WRITTEN INSTRUCTION:
Copy every line of the records below word for word, leaving the pictures out of your answer.

EXTRACTED DATA:
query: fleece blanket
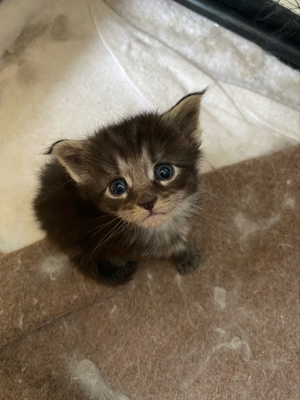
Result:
[0,146,300,400]
[0,0,299,252]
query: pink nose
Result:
[137,193,157,211]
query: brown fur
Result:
[34,92,204,284]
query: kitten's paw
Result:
[174,246,201,275]
[97,261,138,286]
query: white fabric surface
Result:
[0,0,299,252]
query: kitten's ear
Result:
[45,140,89,183]
[162,90,205,141]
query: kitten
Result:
[33,91,204,284]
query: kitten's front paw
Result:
[174,246,201,275]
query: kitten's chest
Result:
[130,220,190,258]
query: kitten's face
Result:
[49,94,204,228]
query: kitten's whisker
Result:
[86,217,119,239]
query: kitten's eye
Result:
[109,178,127,196]
[154,164,174,181]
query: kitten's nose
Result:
[137,193,157,211]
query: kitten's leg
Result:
[171,243,201,275]
[96,260,137,286]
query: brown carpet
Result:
[0,146,300,400]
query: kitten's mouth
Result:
[141,211,167,228]
[144,211,166,221]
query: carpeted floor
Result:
[0,146,300,400]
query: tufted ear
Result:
[45,140,90,183]
[162,90,206,141]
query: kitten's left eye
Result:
[109,178,127,196]
[154,164,174,181]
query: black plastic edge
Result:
[175,0,300,70]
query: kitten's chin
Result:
[138,214,168,228]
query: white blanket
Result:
[0,0,299,252]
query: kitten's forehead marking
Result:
[159,165,179,186]
[117,148,154,187]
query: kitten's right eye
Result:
[109,178,127,196]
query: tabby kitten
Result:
[34,91,204,284]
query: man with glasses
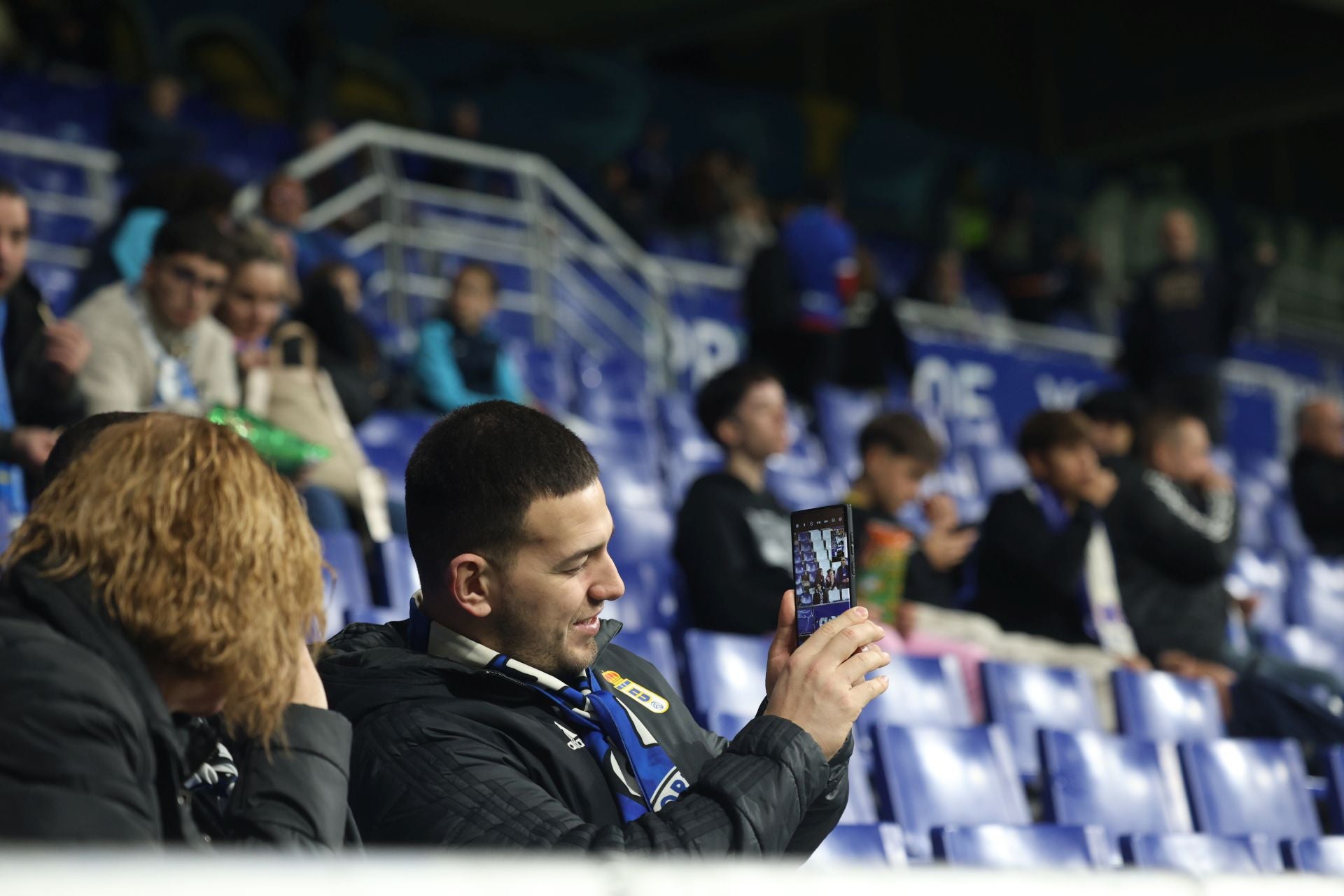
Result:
[71,218,238,414]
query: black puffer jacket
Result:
[1105,459,1236,662]
[0,274,85,459]
[318,621,852,855]
[0,560,351,848]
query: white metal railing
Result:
[235,122,742,386]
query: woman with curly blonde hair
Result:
[0,414,349,846]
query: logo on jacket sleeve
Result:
[555,722,587,750]
[602,669,668,713]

THE REPLY:
query: fleece blanket
Result:
[0,146,300,400]
[0,0,299,252]
query: pink nose
Result:
[137,193,157,211]
query: brown fur
Result:
[34,92,204,284]
query: kitten's paw
Result:
[174,246,201,275]
[97,261,138,286]
query: white fabric surface
Result:
[0,0,299,252]
query: kitten's ear
Result:
[45,140,89,183]
[162,90,205,141]
query: kitten
Result:
[33,91,204,284]
query: kitten's front paw
Result:
[174,246,201,275]
query: kitten's chest
Result:
[130,220,190,258]
query: kitten's face
Result:
[49,94,204,228]
query: kitten's whisker
Result:
[86,217,119,239]
query: kitten's eye
Result:
[109,178,127,196]
[154,164,174,181]
query: kitten's nose
Result:
[137,193,157,211]
query: kitten's leg
Result:
[171,243,201,275]
[96,260,137,286]
query: brown carpet
Result:
[0,146,300,400]
query: kitten's mouth
Result:
[141,211,167,228]
[144,211,166,221]
query: carpeted floor
Result:
[0,146,300,400]
query: tufted ear
Result:
[45,140,90,183]
[162,90,206,141]
query: kitten's left eye
Result:
[109,178,127,196]
[154,164,174,181]
query: black plastic edge
Result:
[175,0,300,70]
query: kitten's chin
Result:
[138,214,168,228]
query: white blanket
Result:
[0,0,299,252]
query: kitten's forehead marking
Result:
[159,165,179,186]
[117,148,154,187]
query: kitten's right eye
Result:
[109,178,127,196]
query: tabby kitten
Result:
[34,91,204,284]
query: man with glasses
Result:
[71,218,238,414]
query: black puffer jacket
Result:
[1105,459,1236,662]
[0,274,85,459]
[318,621,852,855]
[0,560,351,848]
query: white metal railing
Result:
[235,122,742,386]
query: woman with curly blonde hair
Result:
[0,414,349,846]
query: logo on jacket sleeve
Result:
[555,722,587,750]
[602,669,668,713]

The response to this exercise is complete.